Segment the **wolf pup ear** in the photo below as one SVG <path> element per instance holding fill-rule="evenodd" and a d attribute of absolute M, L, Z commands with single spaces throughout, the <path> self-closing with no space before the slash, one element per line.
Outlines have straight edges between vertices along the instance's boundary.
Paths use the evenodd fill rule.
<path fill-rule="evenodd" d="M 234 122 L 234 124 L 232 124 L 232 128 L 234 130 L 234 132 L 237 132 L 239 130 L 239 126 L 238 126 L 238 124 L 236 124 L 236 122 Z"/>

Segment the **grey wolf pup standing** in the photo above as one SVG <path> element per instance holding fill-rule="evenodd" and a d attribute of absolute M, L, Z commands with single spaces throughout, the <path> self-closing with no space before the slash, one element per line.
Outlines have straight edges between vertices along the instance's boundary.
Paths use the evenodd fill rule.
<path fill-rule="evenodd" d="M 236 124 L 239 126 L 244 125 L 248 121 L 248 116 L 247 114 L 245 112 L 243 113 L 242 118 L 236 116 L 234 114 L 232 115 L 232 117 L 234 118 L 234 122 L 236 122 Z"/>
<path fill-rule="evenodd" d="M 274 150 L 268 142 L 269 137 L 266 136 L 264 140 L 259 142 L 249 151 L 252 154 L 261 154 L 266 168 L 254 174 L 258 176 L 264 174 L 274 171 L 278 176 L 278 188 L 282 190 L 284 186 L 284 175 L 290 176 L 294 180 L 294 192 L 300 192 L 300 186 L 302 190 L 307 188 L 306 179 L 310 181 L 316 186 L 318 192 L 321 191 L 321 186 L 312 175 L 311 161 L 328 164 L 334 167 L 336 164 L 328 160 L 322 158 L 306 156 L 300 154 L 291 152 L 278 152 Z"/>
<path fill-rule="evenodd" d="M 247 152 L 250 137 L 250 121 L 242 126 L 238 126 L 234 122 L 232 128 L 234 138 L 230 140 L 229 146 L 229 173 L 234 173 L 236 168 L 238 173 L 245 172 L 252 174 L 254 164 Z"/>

## Goal
Arrange every nonblank line of the material above as a Markdown table with two columns, Row and Line. Number the rows in order and skip the blank lines.

## Solution for this task
| Row | Line |
|---|---|
| 1 | Segment the **wolf pup ear** in the photo below as one SVG <path> element per instance holding fill-rule="evenodd" and a d attribute of absolute M, L, Z commands with single spaces throughout, the <path> self-closing with no space before the slash, one element per line. |
| 2 | Outlines have straight edges between vertices along the instance's boundary. |
| 3 | Paths use the evenodd fill rule. |
| 4 | <path fill-rule="evenodd" d="M 234 122 L 234 124 L 232 124 L 232 128 L 234 130 L 234 132 L 237 132 L 239 130 L 239 126 L 238 126 L 238 124 L 236 124 L 236 122 Z"/> |
| 5 | Segment the **grey wolf pup standing** in the photo above as one SVG <path> element per instance holding fill-rule="evenodd" and a d attribute of absolute M, L, Z commands with single spaces throughout, the <path> self-closing with no space before the slash, one element per line. |
| 6 | Outlines have straight edges between vertices along the instance's boundary. |
| 7 | Paths use the evenodd fill rule. |
| 8 | <path fill-rule="evenodd" d="M 236 124 L 239 126 L 244 125 L 248 121 L 248 116 L 247 114 L 245 112 L 243 113 L 242 118 L 236 116 L 234 114 L 232 115 L 232 117 L 234 118 L 234 122 L 236 122 Z"/> |
| 9 | <path fill-rule="evenodd" d="M 274 150 L 268 142 L 269 137 L 266 136 L 264 140 L 259 142 L 249 151 L 252 154 L 261 154 L 266 168 L 254 174 L 258 176 L 264 174 L 274 171 L 278 176 L 278 188 L 282 190 L 284 186 L 284 175 L 290 176 L 294 180 L 294 192 L 300 192 L 300 186 L 302 190 L 307 188 L 306 179 L 310 181 L 316 186 L 318 192 L 321 191 L 321 186 L 312 175 L 311 161 L 328 164 L 334 167 L 336 164 L 328 160 L 322 158 L 306 156 L 300 154 L 291 152 L 278 152 Z"/> |
| 10 | <path fill-rule="evenodd" d="M 247 152 L 250 137 L 250 121 L 242 126 L 238 126 L 234 122 L 232 128 L 234 138 L 230 140 L 229 146 L 229 173 L 234 173 L 236 168 L 238 173 L 245 172 L 252 174 L 254 164 Z"/> |